* The request:
Please swap "photo" for "image" throughout all the records below, changing nothing else, and leave the pictures out of your answer.
===
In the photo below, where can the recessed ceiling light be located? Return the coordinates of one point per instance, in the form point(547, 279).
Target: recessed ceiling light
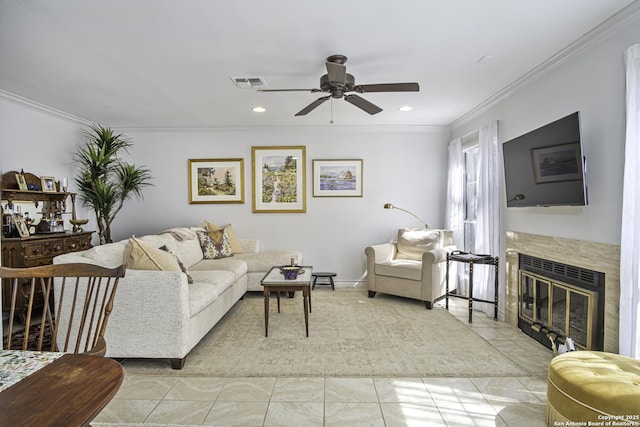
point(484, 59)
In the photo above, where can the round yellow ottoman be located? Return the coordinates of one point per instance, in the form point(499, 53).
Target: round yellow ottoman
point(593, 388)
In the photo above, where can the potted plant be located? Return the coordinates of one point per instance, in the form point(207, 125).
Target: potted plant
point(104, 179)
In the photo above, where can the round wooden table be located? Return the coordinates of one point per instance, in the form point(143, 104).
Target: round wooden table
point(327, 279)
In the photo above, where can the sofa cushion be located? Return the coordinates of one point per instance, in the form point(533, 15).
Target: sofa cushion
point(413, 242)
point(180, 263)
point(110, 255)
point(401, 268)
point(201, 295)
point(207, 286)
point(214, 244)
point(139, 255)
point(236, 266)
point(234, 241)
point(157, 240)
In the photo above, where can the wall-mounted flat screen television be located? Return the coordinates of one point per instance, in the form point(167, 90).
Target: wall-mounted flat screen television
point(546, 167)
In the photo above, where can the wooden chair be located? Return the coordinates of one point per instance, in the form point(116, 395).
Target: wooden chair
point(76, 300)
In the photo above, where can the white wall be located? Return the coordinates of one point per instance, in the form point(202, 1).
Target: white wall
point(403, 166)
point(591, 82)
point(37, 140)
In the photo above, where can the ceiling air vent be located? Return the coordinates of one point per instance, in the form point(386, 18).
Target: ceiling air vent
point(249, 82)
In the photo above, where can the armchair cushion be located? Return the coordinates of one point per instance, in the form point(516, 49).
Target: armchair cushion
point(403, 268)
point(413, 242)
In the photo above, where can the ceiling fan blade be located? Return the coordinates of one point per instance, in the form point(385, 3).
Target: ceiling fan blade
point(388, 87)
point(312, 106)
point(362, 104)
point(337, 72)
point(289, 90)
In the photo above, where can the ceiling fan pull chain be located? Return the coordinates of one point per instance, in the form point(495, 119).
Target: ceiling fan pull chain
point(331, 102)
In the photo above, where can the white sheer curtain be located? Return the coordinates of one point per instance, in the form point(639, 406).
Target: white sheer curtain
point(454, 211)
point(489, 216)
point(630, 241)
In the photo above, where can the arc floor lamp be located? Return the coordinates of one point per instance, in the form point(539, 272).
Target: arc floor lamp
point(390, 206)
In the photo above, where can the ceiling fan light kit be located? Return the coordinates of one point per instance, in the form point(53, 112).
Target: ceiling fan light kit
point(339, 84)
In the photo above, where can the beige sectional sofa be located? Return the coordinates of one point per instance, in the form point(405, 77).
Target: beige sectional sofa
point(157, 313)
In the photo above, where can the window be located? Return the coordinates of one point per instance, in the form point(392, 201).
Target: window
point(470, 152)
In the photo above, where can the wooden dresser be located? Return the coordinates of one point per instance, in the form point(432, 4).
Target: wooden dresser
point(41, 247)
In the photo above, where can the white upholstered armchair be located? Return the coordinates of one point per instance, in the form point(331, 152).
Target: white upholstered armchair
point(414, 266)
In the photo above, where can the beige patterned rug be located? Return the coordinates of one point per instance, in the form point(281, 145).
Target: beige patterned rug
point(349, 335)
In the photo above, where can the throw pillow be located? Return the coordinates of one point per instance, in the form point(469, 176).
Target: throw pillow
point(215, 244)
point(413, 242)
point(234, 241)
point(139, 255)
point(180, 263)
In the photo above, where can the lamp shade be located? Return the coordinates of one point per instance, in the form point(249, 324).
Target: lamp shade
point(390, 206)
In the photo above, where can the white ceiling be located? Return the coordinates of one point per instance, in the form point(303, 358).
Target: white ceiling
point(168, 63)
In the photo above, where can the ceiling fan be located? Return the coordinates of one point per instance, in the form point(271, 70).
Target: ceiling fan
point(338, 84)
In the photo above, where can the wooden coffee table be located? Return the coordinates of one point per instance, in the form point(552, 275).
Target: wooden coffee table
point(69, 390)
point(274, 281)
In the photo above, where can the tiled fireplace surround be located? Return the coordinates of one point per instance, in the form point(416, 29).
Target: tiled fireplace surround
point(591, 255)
===
* The response:
In the image below, where can the recessed ceiling light be located? Return the coordinates of one point per instance, in the form point(547, 279).
Target: recessed ceiling light
point(484, 59)
In the image above, where can the round yellow ottoman be located? Return the coordinates of one point per instance, in the form point(499, 53).
Target: round yellow ottoman
point(593, 388)
In the image above, where can the potted plant be located? Return the coordinates of one point per instance, in the form point(207, 125).
Target: potted plant
point(104, 179)
In the image above, where can the round wooden table be located? Return the coordinates of one point per instance, in the form point(143, 104).
Target: round wooden table
point(327, 279)
In the image above, where can the sofa cushion be located? Return the coordinates of one point per instance, in the form point(533, 15).
Target: sofa cushion
point(413, 242)
point(180, 263)
point(110, 255)
point(401, 268)
point(201, 295)
point(207, 286)
point(214, 244)
point(139, 255)
point(236, 266)
point(234, 241)
point(157, 240)
In the image above, where can the wall-mounted flat screen television be located? Return the coordinates of one point per instance, in the form point(167, 90).
Target: wall-mounted flat screen television
point(546, 167)
In the image above, where can the wooden chair be located? Return the coordinates of one point per instance, in the form point(116, 395).
Target: wooden chair
point(76, 300)
In the image above, where can the white wall be located? Return the coordinates of one point per instance, in the form point(202, 1).
Target: white wall
point(403, 166)
point(591, 82)
point(37, 140)
In the image above, where can the ceiling air vent be located? Return the coordinates of one point per instance, in the form point(386, 18).
Target: ceiling air vent
point(249, 82)
In the image above, where can the armchair cushion be located? Return the coordinates of one point per instance, in the form point(516, 49).
Target: armchair cushion
point(403, 268)
point(413, 242)
In the image above, where can the ceiling fan blade be located? Return the coordinates of one point per instance, in the form point(385, 3).
Target: ceiling fan blade
point(388, 87)
point(312, 106)
point(362, 104)
point(337, 72)
point(289, 90)
In the image above, where can the ceiling fan pull chain be located? Return the coordinates of one point per instance, in the form point(495, 119).
Target: ceiling fan pull chain
point(331, 102)
In the image above, where can the white sheer curtain be located? Return the coordinates of one point per instance, in the form point(639, 406).
Target: white sheer curtain
point(454, 211)
point(489, 216)
point(630, 241)
In the image above, where can the arc floor lamp be located? Return the coordinates of one point per instance, in the form point(539, 272).
Target: arc floor lamp
point(390, 206)
In the image above, where can the ceiling fan light kit be located? Return the coordinates of one point per instance, in the form point(53, 112).
Target: ceiling fan light kit
point(339, 84)
In the image above, where can the beige sectional sofa be located? Return the coordinates of one point per instance, in the form point(405, 77).
Target: beige sectional sofa
point(157, 313)
In the image above, where can the window be located? Return the coordinates of one point per instance, in the form point(392, 201).
Target: window
point(470, 152)
In the image above, where can the wooden dresser be located? Return the coordinates of one point per instance, in the form point(432, 4).
Target: wooden dresser
point(41, 247)
In the image above, where can the white upholstered armchair be located? Return the coordinates of one point per instance, in the form point(331, 152).
Target: white upholstered armchair
point(414, 266)
In the image above, where can the beige patterned rug be located? Return the coordinates of one point per instance, in the form point(281, 145).
Target: beige patterned rug
point(349, 335)
In the image above, where can the throw pillow be located? Return the coordinates of one point per instance, in the form point(469, 176).
Target: throw pillow
point(215, 244)
point(413, 242)
point(234, 241)
point(139, 255)
point(180, 263)
In the image above, where can the lamp shade be located? Return the coordinates of one point per instance, in the form point(249, 324).
Target: lamp shade
point(390, 206)
In the image above, where can the white ceiling be located? Return the coordinates of one point per instance, in the form point(303, 358).
Target: white ceiling
point(168, 63)
In the image above, where can the ceiling fan be located? Return the coordinates of one point per instance, in the form point(271, 70).
Target: ceiling fan
point(338, 84)
In the image above, where can the wooden coffee table be located? Return the coordinates of one point per instance, in the form point(552, 275).
Target: wooden coffee table
point(69, 390)
point(274, 281)
In the image above, where can the tiled fireplace surround be located? Return the coordinates of one point per instance, in the form point(416, 29).
Target: tiled fireplace surround
point(591, 255)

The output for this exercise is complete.